═══ AUSGANGSTEXT

Das nächste von mir angefahrene Ziel, das Château d’Ussé, hat im Gegensatz zu den bisher beschriebenen Schlössern nur zwei statt drei Sterne, gefällt mir aber ausgesprochen gut. Ich hätte drei Sterne gegeben. Es fängt sehr angenehm damit an, dass es keinen Parkplatz-Stress gibt und das Schloss nicht so überlaufen ist.
Ursprünglich im 15. Jahrhundert als Festung erbaut, wurde es über die Jahrhunderte immer weiter ausgebaut und umgestaltet. Man findet hier heute eine Mischung aus mittelalterlichen und gotischen Elementen kombiniert mit den eleganteren Formen der Renaissance.
Inspiriert von einem Besuch auf dem Château d’Ussé hat Charles Perrault, Schriftsteller und hoher Beamter, im Jahr 1697 die Geschichte La Belle au Bois Dormant geschrieben, die er auf dem Schloss spielen ließ. Das wird den meisten Lesern wahrscheinlich noch nicht so viel sagen. Aber die Gebrüder Grimm nahmen das Thema viele Jahre später auf, und 1812 wurde schließlich das „urdeutsche“ Märchen Dornröschen veröffentlicht. Auch andere bekannte Märchen gehen auf Charles Perrault zurück: Rotkäppchen, Aschenputtel, der Gestiefelte Kater und viele mehr.

══════

> **ANLEITUNG**
Wie lässt sich der Absatz des Textes über das Château d’Ussé, der mit „Inspiriert von einem Besuch“ beginnt, in drei Stichpunkten wiedergeben, ohne dass seine wichtigsten Fakten verloren gehen? Die nachstehenden Einträge stammen aus einer anderen Quelle als der Text.

═══ GEGEBENE DATEN

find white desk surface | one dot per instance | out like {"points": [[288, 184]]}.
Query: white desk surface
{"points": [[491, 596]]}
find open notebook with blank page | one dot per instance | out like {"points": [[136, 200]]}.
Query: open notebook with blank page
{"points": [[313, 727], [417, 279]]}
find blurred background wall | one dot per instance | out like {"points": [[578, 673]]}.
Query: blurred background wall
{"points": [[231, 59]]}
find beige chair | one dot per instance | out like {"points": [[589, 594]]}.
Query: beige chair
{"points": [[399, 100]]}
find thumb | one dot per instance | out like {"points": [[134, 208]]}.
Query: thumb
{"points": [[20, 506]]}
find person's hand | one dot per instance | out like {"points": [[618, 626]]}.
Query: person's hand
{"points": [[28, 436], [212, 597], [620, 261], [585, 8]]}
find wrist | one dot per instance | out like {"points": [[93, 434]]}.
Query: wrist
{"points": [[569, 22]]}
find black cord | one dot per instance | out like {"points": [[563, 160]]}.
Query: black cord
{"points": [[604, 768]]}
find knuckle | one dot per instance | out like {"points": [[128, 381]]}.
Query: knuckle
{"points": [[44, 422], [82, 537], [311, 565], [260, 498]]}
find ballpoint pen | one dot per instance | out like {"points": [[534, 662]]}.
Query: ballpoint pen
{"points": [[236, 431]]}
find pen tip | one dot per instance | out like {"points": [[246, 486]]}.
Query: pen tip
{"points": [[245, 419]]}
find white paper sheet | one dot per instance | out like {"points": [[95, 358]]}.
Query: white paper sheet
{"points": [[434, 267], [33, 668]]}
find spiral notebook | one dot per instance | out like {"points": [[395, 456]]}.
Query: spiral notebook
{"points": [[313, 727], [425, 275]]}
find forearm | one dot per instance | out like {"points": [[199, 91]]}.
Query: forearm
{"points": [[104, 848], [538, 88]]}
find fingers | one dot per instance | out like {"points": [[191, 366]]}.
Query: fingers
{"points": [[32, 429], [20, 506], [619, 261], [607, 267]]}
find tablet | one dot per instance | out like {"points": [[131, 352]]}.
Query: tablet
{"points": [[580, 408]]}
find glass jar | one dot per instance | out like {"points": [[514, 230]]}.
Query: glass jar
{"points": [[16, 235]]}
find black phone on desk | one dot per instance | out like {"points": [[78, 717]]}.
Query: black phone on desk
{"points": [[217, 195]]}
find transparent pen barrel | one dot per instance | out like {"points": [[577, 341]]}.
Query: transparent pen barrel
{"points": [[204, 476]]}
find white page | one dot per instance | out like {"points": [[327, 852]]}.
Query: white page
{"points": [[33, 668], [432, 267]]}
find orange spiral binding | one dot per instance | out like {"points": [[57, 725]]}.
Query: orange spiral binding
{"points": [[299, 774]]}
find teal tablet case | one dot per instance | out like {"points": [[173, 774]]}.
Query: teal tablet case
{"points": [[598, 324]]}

══════

> **LÖSUNG**
- Charles Perrault, Schriftsteller und hoher Beamter, schrieb 1697 nach einem Besuch auf dem Château d’Ussé die Geschichte „La Belle au Bois Dormant“, die auf dem Schloss spielt.
- Die Gebrüder Grimm griffen das Thema viele Jahre später auf, und 1812 erschien das Märchen „Dornröschen“.
- Auch Rotkäppchen, Aschenputtel, der Gestiefelte Kater und viele weitere bekannte Märchen gehen auf Perrault zurück.